• _Passage provided_:
I mean, I understand the health reasons for doing it. I’m not saying I would have done anything differently. I just am very pessimistic. I think it’s going to generate a massive long run of personal health and also economic costs.

Rani Molla

What’s the economic cost?

Nicholas Bloom

Productivity now will be down dramatically. As a personal example, I have four kids and they’re at home, and I’m struggling to get anything done. And it’s not just that, it’s also that motivation and creativity come from being around other people. So I find it hard to be creative and, honestly, find it hard to self-motivate myself if I’m stuck in, you know, one room at home day in and day out.

So I think even if this all returns to normal, there’s going to be a long-run cost. 2020 is going to be the year of lost innovation. If you look 10 years from now, there’s going to be a hole in new patents and new products and new ideas and great inventions that just didn’t happen in 2020, 2021. Think of scientists or engineers. How can they work properly at home? They’re being sent home, but I suspect they’re really not being very constructive.

Rani Molla

And the personal cost?

Nicholas Bloom

I worry about an explosion of mental health issues. Because you’re isolating people at home all the time and removing them from social interactions, and that’s going to lead to depression. Depression itself generates — it’s not just mental health but physical health tends to do very badly.

A good place to look at this is studies of people that retire. Health typically goes down quite precipitously after they retire. And this is a very similar phenomenon. And it’s not really as stark because, in retirement, you go out and see your friends and play golf. Now we’ve got a much more extreme situation. I think we’re going to see an explosion of health issues from home-based working — both mental health but also physical health.

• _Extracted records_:
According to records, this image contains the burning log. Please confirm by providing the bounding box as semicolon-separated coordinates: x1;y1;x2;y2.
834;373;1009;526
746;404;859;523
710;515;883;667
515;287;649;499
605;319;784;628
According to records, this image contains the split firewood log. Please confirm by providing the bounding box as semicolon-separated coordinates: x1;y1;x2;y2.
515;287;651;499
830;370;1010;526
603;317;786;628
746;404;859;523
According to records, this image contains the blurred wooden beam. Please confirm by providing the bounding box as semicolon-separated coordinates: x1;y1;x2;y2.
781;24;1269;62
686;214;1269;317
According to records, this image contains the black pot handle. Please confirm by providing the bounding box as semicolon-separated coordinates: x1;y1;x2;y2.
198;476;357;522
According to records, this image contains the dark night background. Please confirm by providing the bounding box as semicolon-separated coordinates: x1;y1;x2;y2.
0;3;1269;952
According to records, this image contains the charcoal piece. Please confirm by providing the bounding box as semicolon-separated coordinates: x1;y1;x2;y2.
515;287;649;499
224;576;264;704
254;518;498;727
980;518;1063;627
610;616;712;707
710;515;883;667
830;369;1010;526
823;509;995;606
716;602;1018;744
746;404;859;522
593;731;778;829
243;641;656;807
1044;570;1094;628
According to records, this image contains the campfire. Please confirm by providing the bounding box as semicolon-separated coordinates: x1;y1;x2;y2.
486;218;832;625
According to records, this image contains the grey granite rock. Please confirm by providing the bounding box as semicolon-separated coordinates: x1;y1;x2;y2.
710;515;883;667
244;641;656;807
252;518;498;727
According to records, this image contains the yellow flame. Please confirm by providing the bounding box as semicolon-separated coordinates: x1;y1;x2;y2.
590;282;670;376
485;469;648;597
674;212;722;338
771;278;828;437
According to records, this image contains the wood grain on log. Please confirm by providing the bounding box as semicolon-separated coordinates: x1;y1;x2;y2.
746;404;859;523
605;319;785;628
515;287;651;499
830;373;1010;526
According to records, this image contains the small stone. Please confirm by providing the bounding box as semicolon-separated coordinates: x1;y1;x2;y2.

• _Tasks to complete_:
A. In the interview, list the things Nicholas Bloom says will leave a hole 10 years from now because they didn't happen in 2020 and 2021.
B. Which year does Nicholas Bloom call "the year of lost innovation" in the interview?
C. Go on with the interview about the costs of working from home, picking up after its last sentence.

• _Responses by item number_:
A.
- New patents
- New products
- New ideas
- Great inventions

B. 2020

C.
Rani Molla

Not everyone can work from home. Are we going to see an economic divide between those who can and cannot work from home?

Nicholas Bloom

There is a big divide. Typically, lower-paid jobs tend to be more manual and interpersonal and so they’re not going to work well. So I think you’re going to find that higher-paid people can work from home. Lower-paid people are just going to lose income. So I think it’s going to increase inequality. And if you just look at the statistics, it’s hard actually to find many high-paid jobs that require permanent interaction. So doctors, dentists, pilots — there aren’t many others actually. Most high-paid jobs you can do remotely for a while.

Rani Molla

What other unintended consequences might we expect?

Nicholas Bloom

I think there’s going to be potentially a gender divide. The rough hypothesis is if you just look at the jobs that women have tended to dominate, they tend to have a high degree of interpersonal relations, so it’s much more about face-to-face. So they tend to be more caring jobs or service jobs or management jobs or doctors. They’re jobs about people dealing with other people. Whereas men traditionally have been in jobs that are more physically manual. They basically almost seem to be the inverse of the jobs women have been concentrated in.

The types of things that don’t work well when you’re working from home are, of course, going to be central to the jobs that are very heavy on interpersonal interactions. Though I guess health care is going to do well in the short run.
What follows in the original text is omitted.